======== Material provided ========

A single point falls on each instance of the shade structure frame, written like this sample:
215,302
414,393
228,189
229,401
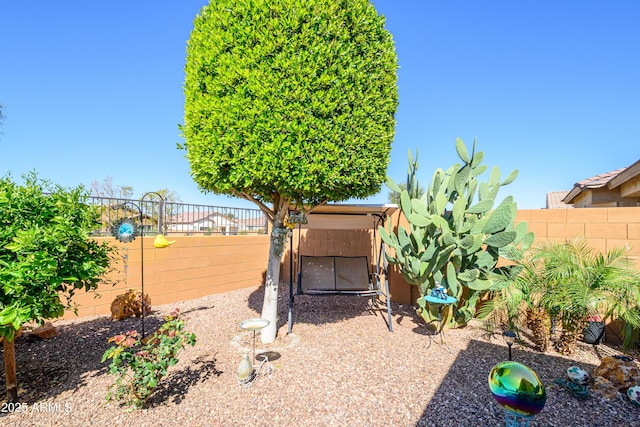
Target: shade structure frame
346,217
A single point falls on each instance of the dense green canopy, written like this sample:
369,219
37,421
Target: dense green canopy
290,99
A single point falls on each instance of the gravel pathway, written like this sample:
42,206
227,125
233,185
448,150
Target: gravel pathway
339,367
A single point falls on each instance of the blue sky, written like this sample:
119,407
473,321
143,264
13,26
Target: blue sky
94,90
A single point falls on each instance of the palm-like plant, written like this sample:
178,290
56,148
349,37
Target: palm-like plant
581,282
517,298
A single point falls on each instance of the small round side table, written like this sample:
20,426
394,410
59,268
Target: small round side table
441,303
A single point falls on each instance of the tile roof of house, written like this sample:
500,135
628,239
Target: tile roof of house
555,200
607,179
599,181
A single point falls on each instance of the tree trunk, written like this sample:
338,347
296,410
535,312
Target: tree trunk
10,370
270,304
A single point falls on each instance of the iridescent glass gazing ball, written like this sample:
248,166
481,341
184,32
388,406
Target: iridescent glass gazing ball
517,388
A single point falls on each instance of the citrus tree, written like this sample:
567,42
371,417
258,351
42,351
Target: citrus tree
46,255
289,104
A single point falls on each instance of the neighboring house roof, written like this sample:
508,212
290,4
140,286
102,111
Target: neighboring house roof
195,216
555,200
610,180
252,222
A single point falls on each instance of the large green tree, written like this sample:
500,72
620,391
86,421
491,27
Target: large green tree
289,104
46,255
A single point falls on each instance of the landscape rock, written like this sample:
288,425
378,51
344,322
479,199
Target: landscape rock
621,372
604,387
46,331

========

> _Work item_: Reproduce the listing word for word. Do not carry over the pictures.

> _Response to the task_:
A single point falls on each instance of the shade structure frame, written like this sample:
215,302
414,393
228,189
229,401
Target: shade structure frame
346,217
A single point falls on each instance of the dense green canopy, written like this sample:
369,219
37,421
Target: dense green canopy
290,99
A single point falls on each instance of the gravel pathway, written like this sample:
42,206
227,125
233,185
448,150
Target: gravel pathway
339,367
A single point falls on each instance of the blue sky, written like this sample:
119,407
473,321
143,264
13,26
Target: blue sky
94,90
A single point falls on each instance of the palm-like plant, written like this sample:
178,290
56,148
349,37
Target: palm-like plant
581,282
517,298
A single point falls on each instance of the small round side table, written like this sample:
20,426
394,410
59,268
Target: small round side table
441,303
A single point falls on each instance of the tile roof of house, written like this sample:
500,135
628,239
Target: tile roof of house
555,200
607,179
599,181
A single point falls on each instance of the tree trunk, written like this sample:
338,347
296,410
535,312
Target: tree trunk
10,370
270,304
A single point falls on each instance of the iridescent glass gazing ball, written like this sample:
248,166
481,341
184,32
388,406
Target: iridescent glass gazing ball
517,388
A single point falls on each instance of the citrus tree, written like this sample:
567,42
371,417
258,351
42,351
Target: citrus tree
46,255
289,104
A single point falls on each instance of the neighboring house roof, written like this sample:
508,212
290,4
140,286
102,111
Target: neighboring house roof
195,216
555,200
610,180
252,222
A single point falls on each instance of the large green tree, written like this sample:
500,72
620,391
86,421
491,27
Target: large green tree
289,104
46,255
A single point falls on each instance of the landscape rock, written like this sample:
288,425
378,51
344,322
479,199
Target: landscape rock
621,372
604,387
46,331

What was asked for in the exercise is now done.